Excerpt provided –
========

Kentville Nova Scotia - The old rail bed is now a walking trail, and here and there, you'll find on it trestle bridges plus the odd signal post the railway forgot to remove.
 
Except for a handful of historical books and collections of old photographs taken by the likes of A.L. Hardy and his contemporaries, little else remain of the railway.
 
Of course, a few of the old railway hands are still here, and many people who rode the trains remember the railway's heyday, when the Valley thundered to the shunting of steam locomotives.
 
Then there's what is remembered by those railway crews who still dwell among us.
 
One is George Acker, who was born in Granville Ferry in 1931 and now resides in Kentville.
 
Acker's father was a railway man in Annapolis.
 
"He was what was called an engine watchman," Acker says.
 
"One of his jobs was shoveling coal by hand into the tenders of the locomotives."
 
Acker began to work on the railway when he was 13.
 
At the time, the railway was hiring people as young as 15 (apparently this was the policy), but as George tells it, he was able to get around this.
 
"I used to go up where Dad was working and help him. When word came down that they needed extra hands and were putting extra work gangs on, my father suggested to the foreman, Clarence Haystead, that they hire me since I was already there doing the work.
 
"Haystead asked about my age. When Dad told him I was 13, Haystead said, well, he's big enough for 15, he's hired. So there I was, getting paid for shovelling coal at 13-years-old."
 
Acker worked part-time at first.
 
A few years later, he went full time as a fireman and held this job for over 14 years.
 
Later, when diesels began replacing steam locomotives, many of the railway trades were eliminated.
 
Firemen were soon gone, since there was no longer any need to stoke locomotive engines with coal.
 
George Acker was one of the victims of this changing technology.
 
"I hoped to work on the railway all my life," Acker says, "but it didn't work out. I was phased out."
 
After the railway made his job obsolete, Acker tried his hand at several vocations, eventually settling in Kentville in 1960, where he worked at the Nova Scotia Liquor Commission until he retired.
 
I recently met Acker at the Kings County Museum and when I heard about his time at the railway, I asked if I could interview him.
 
This resulted in a series of questions that he answered about the railway as it was in the early 1950s.
 
Q. What do you remember most about your days on the railway?
 
A. With me, it was the old steam engines. They were alive, you know, they were just like a part of you. That's what they felt like to me. I guess it's the reason I enjoyed it so much on there.
 
Q. Were you there when the diesels came in or just after?
 
A. I was there when the diesels replaced the steam engines. They really changed things. I was working every day for years. After the diesels came, I had one weeks work in a year. That ended my railroading career.
 
Q. Did you work on the locomotives?
 
A. Yes, I was a fireman.
 
Q. Lots of people would say they know what a fireman is, they ride on a big red truck. But what did a fireman do on the railway?
 
A. You had to keep the steam up for locomotive to run. You had to coal them to make the fire hot and you had to make sure there was enough water in the boiler so it wouldn't go down and burn the crown sheet. So it was your responsibility (as a fireman) more or less to keep the steam up so the engine would go.
 
Q. Did that mean you had to shovel a lot of coal?

========

Exercise tasks –
[A] Copy the railway article from "Q. Were you" to "on the locomotives?", replacing every "diesels" with "diesel locomotives".
[B] Put this sentence from the railway article into Spanish: "Firemen were soon gone, since there was no longer any need to stoke locomotive engines with coal."
The material after this point comes from a different source than the railway article.

========

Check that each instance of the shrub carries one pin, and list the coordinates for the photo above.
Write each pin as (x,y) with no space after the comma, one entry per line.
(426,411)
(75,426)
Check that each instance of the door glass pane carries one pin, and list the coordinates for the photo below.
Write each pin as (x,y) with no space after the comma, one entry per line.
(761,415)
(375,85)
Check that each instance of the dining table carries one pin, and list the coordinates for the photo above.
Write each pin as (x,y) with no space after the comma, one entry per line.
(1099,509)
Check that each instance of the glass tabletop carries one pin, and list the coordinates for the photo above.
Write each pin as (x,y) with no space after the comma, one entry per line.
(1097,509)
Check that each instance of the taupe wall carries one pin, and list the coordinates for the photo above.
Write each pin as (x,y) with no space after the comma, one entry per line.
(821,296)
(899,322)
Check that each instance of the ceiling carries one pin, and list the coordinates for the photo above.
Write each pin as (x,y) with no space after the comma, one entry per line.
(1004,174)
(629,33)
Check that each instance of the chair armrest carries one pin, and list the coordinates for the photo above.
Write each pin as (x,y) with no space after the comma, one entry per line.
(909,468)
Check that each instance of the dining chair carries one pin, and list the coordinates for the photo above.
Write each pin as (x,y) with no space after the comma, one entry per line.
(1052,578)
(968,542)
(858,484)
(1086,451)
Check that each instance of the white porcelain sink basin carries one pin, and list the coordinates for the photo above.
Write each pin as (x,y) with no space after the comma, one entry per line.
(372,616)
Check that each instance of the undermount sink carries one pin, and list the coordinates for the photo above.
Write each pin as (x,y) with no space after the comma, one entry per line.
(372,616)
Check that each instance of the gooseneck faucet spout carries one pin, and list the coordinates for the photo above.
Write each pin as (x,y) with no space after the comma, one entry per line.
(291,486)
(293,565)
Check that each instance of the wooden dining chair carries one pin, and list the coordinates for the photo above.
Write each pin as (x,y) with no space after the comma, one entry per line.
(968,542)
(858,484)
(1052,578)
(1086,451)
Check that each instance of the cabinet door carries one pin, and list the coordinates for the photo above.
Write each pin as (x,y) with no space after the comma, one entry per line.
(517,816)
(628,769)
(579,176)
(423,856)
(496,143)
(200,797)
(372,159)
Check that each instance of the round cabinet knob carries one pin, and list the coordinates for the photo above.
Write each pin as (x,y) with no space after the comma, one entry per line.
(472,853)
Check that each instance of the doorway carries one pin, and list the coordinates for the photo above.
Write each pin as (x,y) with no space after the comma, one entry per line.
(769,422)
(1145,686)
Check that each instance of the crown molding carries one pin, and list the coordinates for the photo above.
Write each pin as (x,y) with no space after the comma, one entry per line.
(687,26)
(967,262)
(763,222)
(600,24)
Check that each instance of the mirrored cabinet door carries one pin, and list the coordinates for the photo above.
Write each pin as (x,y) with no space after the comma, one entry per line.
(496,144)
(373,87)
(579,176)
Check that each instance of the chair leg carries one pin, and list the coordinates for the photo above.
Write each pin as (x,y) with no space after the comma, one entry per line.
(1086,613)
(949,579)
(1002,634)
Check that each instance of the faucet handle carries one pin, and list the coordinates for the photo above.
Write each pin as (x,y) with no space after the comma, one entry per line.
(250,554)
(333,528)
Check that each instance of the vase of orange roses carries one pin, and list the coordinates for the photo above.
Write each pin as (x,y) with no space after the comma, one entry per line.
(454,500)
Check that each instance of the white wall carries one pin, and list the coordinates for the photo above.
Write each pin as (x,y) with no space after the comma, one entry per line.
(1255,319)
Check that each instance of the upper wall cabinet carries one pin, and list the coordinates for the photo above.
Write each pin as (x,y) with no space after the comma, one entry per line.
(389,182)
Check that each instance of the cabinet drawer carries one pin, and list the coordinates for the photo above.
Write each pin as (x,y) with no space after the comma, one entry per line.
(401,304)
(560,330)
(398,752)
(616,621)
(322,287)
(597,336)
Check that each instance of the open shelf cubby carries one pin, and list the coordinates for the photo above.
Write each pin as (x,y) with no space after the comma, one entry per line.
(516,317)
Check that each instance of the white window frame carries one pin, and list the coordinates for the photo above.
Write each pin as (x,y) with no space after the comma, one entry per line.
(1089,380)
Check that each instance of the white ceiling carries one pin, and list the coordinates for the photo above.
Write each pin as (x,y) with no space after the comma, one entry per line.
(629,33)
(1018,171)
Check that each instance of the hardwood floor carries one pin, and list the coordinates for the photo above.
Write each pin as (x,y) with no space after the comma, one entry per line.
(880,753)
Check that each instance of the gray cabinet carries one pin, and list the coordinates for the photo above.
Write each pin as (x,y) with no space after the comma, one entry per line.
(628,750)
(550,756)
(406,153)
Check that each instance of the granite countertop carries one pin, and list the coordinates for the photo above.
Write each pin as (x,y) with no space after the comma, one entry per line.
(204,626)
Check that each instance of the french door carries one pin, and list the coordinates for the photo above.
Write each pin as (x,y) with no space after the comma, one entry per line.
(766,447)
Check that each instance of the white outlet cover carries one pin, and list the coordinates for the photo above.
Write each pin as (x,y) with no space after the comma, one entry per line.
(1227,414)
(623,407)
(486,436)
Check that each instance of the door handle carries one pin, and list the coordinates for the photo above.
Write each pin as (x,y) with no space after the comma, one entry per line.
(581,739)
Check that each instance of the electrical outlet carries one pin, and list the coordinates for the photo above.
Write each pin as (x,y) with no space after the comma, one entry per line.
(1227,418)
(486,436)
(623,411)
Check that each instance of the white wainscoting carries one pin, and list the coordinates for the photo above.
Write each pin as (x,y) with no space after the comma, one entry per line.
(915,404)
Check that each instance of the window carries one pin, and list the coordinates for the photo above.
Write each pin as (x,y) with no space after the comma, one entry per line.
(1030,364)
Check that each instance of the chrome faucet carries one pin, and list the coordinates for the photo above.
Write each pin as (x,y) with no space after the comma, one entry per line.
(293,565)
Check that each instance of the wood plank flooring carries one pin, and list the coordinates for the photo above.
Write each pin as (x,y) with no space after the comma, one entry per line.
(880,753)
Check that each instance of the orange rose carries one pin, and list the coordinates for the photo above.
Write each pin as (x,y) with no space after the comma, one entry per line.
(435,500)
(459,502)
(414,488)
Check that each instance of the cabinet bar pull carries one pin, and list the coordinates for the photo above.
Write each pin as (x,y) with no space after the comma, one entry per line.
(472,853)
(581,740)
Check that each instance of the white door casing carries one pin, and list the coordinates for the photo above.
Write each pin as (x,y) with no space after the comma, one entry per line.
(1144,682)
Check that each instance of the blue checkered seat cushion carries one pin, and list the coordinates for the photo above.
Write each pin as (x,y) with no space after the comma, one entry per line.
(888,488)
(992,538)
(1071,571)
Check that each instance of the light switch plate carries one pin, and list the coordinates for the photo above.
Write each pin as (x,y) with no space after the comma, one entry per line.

========

Response list –
[A]
Q. Were you there when the diesel locomotives came in or just after?
 
A. I was there when the diesel locomotives replaced the steam engines. They really changed things. I was working every day for years. After the diesel locomotives came, I had one weeks work in a year. That ended my railroading career.
 
Q. Did you work on the locomotives?

[B] Los fogoneros pronto desaparecieron, pues ya no hacía falta alimentar con carbón los motores de las locomotoras.